Passage shown:
"""

Re: [PATCH] cxl/acpi: Fix load failures due to single window creation failure

[Date Prev][Date Next][Thread Prev][Thread Next][Date Index][Thread Index]

 



On Sat, 17 Feb 2024 12:29:32 -0800
Dan Williams <dan.j.williams@xxxxxxxxx> wrote:

> The expectation is that cxl_parse_cfwms() continues in the face the of
> failure as evidenced by code like:
> 
>     cxlrd = cxl_root_decoder_alloc(root_port, ways, cxl_calc_hb);
>     if (IS_ERR(cxlrd))
>     	return 0;
> 
> There are other error paths in that function which mistakenly follow
> idiomatic expectations and return an error when they should not. Most of
> those mistakes are innocuous checks that hardly ever fail in practice.
> However, a recent change succeed in making the implementation more
> fragile by applying an idiomatic, but still wrong "fix" [1]. In this
> failure case the kernel reports:
> 
>     cxl root0: Failed to populate active decoder targets
>     cxl_acpi ACPI0017:00: Failed to add decode range: [mem 0x00000000-0x7fffffff flags 0x200]
> 
> ...which is a real issue with that one window (to be fixed separately),
> but ends up failing the entirety of cxl_acpi_probe().
> 
> Undo that recent breakage while also removing the confusion about
> ignoring errors. Update all exits paths to return an error per typical
> expectations and let an outer wrapper function handle dropping the
> error.
> 
> Fixes: 91019b5bc7c2 ("cxl/acpi: Return 'rc' instead of '0' in cxl_parse_cfmws()") [1]
> Cc: <stable@xxxxxxxxxxxxxxx>
> Cc: Breno Leitao <leitao@xxxxxxxxxx>
> Cc: Alison Schofield <alison.schofield@xxxxxxxxx>
> Cc: Vishal Verma <vishal.l.verma@xxxxxxxxx>
> Signed-off-by: Dan Williams <dan.j.williams@xxxxxxxxx>

General idea makes a lot of sense to me.

A few comments on specific implementation inline

> ---
>  drivers/cxl/acpi.c |   45 +++++++++++++++++++++++++++------------------
>  1 file changed, 27 insertions(+), 18 deletions(-)
> 
> diff --git a/drivers/cxl/acpi.c b/drivers/cxl/acpi.c
> index dcf2b39e1048..53d2dff0c7a3 100644
> --- a/drivers/cxl/acpi.c
> +++ b/drivers/cxl/acpi.c
> @@ -316,31 +316,27 @@ static const struct cxl_root_ops acpi_root_ops = {
>  	.qos_class = cxl_acpi_qos_class,
>  };
>  
> -static int cxl_parse_cfmws(union acpi_subtable_headers *header, void *arg,
> -			   const unsigned long end)

"""

Retype the part of the patch reply between "On Sat, 17 Feb" and "fail in practice.", inclusive. The material that comes next is separate from the patch reply.

Rows taken from a pointing dataset:
"""

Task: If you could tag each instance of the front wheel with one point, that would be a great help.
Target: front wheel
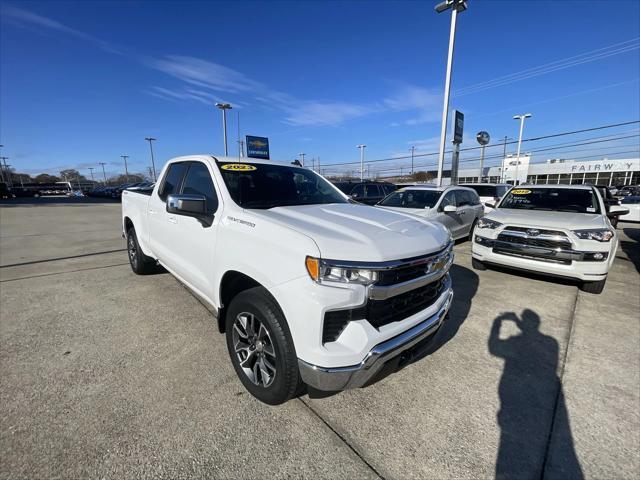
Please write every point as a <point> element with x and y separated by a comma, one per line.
<point>593,287</point>
<point>261,347</point>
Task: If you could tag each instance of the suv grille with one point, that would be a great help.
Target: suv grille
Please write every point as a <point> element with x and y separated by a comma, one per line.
<point>382,312</point>
<point>534,242</point>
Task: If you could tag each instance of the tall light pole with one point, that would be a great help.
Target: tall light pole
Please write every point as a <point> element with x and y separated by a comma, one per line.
<point>153,163</point>
<point>361,147</point>
<point>413,149</point>
<point>6,170</point>
<point>521,118</point>
<point>455,6</point>
<point>102,164</point>
<point>126,168</point>
<point>224,107</point>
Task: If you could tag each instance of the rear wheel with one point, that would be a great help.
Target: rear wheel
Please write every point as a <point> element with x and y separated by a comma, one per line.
<point>261,347</point>
<point>593,287</point>
<point>140,263</point>
<point>477,264</point>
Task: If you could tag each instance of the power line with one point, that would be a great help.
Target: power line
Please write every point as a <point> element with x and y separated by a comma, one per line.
<point>403,157</point>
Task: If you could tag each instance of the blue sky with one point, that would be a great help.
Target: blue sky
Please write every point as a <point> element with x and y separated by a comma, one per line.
<point>85,82</point>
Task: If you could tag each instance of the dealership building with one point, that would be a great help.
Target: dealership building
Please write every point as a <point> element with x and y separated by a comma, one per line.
<point>558,171</point>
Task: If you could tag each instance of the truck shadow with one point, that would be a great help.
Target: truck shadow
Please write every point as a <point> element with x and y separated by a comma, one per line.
<point>535,433</point>
<point>465,284</point>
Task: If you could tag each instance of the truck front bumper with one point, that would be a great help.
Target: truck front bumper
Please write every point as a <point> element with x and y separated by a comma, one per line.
<point>394,349</point>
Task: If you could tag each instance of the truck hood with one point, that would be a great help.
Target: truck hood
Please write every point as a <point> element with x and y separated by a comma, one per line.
<point>541,218</point>
<point>359,232</point>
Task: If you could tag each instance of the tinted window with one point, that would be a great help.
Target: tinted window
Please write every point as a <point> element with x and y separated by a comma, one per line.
<point>172,179</point>
<point>449,199</point>
<point>198,182</point>
<point>553,199</point>
<point>358,191</point>
<point>412,199</point>
<point>372,191</point>
<point>262,185</point>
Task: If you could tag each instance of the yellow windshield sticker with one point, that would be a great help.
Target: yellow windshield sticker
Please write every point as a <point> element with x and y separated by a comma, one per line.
<point>238,167</point>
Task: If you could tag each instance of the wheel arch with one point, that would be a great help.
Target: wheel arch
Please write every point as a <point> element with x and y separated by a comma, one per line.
<point>232,283</point>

"""

Result of the exercise:
On Sat, 17 Feb 2024 12:29:32 -0800
Dan Williams <dan.j.williams@xxxxxxxxx> wrote:

> The expectation is that cxl_parse_cfwms() continues in the face the of
> failure as evidenced by code like:
> 
>     cxlrd = cxl_root_decoder_alloc(root_port, ways, cxl_calc_hb);
>     if (IS_ERR(cxlrd))
>     	return 0;
> 
> There are other error paths in that function which mistakenly follow
> idiomatic expectations and return an error when they should not. Most of
> those mistakes are innocuous checks that hardly ever fail in practice.